_QUESTIONS TO ANSWER:_
1/ Set down everything in the discussion paper on heterogeneity from "Draft of discussion" down to "the author thinks.".
2/ Answer these questions from the discussion paper on heterogeneity:
(a) About how many minutes does each participant get for a turn?
(b) In what country and period did the author begin multivariate "pattern analysis" work?
(c) In what year did Don Byth earn his Iowa State Ph.D.?

_DOCUMENT TEXT:_
- - - - - - -
Draft of discussion paper prepared for a 1.5 day visit to Iowa State to learn more about the dynamic graphical approaches to data analysis developed by the Research Group of Dianne Cook.
For this session, I will give a brief introduction, then participants take turns, say 5 minutes each, to relate how the paper intersects with or stimulates their own thinking (while the author stays quiet, listening). I join in at the end. This approach means that the emphasis is on participants teasing out their own thinking more than on digging into what the author thinks.
My interest in visual exploration of large data sets traces back to my studies and first research job in multivariate “pattern analysis” in ecology and agriculture (in Australia in mid 1970s). Conversations among the plant breeders I worked with were lively when they saw the plots I generated for them. Much less so when I showed them analyses of variance and other numerical output. Although I have since strayed from my quantitative roots—I am now more of a sociologist and philosopher of science than a data analyst—but I remain very interested in ways that people push the limits of conventional quantitative methods.
The theme of people addressing or suppressing heterogeneity runs through my studies these days of what researchers do (or don’t do) in social epidemiology, population health, and quantitative genetics. In this vein, I see the various tools of interactive and dynamic graphics for data analysis as ways to address heterogeneity, in the sense of teasing apart homogeneous components of a (heterogeneous) mixture so that separate kinds of explanations can be formulated for the separate components. Traditional statistical analysis allows itself to be confounded by the mixture of patterns or structure in a given data set. In this spirit, Cook and Swayne (2007, 13) quote Buja (1996) approvingly: “Non-discovery is the failure to identify meaningful structure… [T]he fear of non-discovery should be at least as great as the fear of false discovery.”
Our discussion may shed light on why the issue of heterogeneity is not explicitly named in discussions of exploratory data analysis by interactive graphics. If my characterization of this enterprise makes sense to you, how does your experience with exploratory data analysis and interactive graphics helps you think about the range of meanings of heterogeneity? Table 1 presents my current taxonomy of heterogeneities. The vignettes that follow illustrate some of the meanings and sketch some implications. This paper by no means circumscribes the issues you might bring to the topic of heterogeneity and data analysis. Nor do I presume that the vignettes resonate with your day-to-day concerns. Yet, I do hope some of these thoughts-from-an-outsider stimulate discussion in which specialists in representation and analysis of data provide deeper accounts of the conceptual and practical issues, correct my presentation when necessary, and help me learn more (continued next post).
Buja, A. (1996). “Interactive graphical methods in the analysis of customer panel data: Comment.” Journal of Business & Economic Statistics 14(1): 128-129.
Cook, D. and D. F. Swayne (2007). Interactive and Dynamic Graphics for Data Analysis. New York: Springer.
 The P.I. for this first research job, Don Byth, was a 1965 Iowa State Ph.D.
 These vignettes are extracted or adapted from publications, blogposts, notes to students, unpublished drafts, and a proposal for a book on heterogeneity in the biomedical sciences.
- - - - - - -
_THE DATA:_

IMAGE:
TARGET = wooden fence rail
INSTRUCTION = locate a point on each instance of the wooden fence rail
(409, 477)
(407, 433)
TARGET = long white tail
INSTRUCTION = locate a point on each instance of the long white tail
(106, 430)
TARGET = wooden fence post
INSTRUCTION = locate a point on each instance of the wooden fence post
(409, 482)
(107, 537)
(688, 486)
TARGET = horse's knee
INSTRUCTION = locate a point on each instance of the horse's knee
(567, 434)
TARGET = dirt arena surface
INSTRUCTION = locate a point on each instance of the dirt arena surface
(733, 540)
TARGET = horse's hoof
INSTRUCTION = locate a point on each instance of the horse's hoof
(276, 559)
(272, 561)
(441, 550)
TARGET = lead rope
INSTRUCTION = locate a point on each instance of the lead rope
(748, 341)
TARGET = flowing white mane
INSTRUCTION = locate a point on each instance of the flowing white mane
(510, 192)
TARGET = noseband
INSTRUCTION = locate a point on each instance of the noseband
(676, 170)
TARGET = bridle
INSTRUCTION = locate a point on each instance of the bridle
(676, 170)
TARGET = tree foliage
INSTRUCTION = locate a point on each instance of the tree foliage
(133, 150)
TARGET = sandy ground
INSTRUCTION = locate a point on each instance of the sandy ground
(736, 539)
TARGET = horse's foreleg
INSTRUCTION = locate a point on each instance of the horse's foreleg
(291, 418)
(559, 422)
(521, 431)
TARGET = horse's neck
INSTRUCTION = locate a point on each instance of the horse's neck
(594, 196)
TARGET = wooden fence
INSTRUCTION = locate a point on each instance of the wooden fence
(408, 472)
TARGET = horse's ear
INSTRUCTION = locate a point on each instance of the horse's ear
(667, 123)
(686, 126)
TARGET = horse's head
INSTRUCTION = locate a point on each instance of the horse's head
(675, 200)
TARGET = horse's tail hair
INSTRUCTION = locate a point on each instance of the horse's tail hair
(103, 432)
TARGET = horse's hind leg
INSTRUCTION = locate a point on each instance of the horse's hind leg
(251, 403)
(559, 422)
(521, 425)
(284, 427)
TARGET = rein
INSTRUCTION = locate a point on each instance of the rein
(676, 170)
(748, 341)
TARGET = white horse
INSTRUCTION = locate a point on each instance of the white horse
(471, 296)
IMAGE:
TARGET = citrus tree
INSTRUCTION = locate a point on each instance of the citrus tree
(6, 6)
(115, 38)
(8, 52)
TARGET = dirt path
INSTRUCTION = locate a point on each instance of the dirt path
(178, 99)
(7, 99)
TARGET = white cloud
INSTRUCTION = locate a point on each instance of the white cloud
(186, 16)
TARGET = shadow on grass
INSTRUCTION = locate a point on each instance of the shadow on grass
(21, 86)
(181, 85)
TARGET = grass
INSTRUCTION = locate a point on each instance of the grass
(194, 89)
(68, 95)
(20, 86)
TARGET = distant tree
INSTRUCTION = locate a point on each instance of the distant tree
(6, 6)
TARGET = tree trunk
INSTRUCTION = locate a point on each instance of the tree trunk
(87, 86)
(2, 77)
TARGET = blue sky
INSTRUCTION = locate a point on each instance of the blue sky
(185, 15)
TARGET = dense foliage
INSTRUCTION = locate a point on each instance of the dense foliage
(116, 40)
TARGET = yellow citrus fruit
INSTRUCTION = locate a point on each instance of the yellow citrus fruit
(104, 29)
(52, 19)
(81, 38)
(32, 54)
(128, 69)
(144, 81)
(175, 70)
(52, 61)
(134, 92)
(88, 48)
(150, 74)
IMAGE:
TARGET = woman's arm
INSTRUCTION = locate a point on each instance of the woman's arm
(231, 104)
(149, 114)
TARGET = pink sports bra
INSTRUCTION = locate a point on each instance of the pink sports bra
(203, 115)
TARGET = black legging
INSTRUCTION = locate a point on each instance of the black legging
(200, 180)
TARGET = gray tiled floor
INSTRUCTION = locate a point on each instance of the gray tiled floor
- - - - - - -
_RESULTS BY TASK:_
1/
Draft of discussion paper prepared for a 1.5 day visit to Iowa State to learn more about the dynamic graphical approaches to data analysis developed by the Research Group of Dianne Cook.
For this session, I will give a brief introduction, then participants take turns, say 5 minutes each, to relate how the paper intersects with or stimulates their own thinking (while the author stays quiet, listening). I join in at the end. This approach means that the emphasis is on participants teasing out their own thinking more than on digging into what the author thinks.

2/
(a) About 5 minutes.
(b) Australia, in the mid 1970s.
(c) 1965.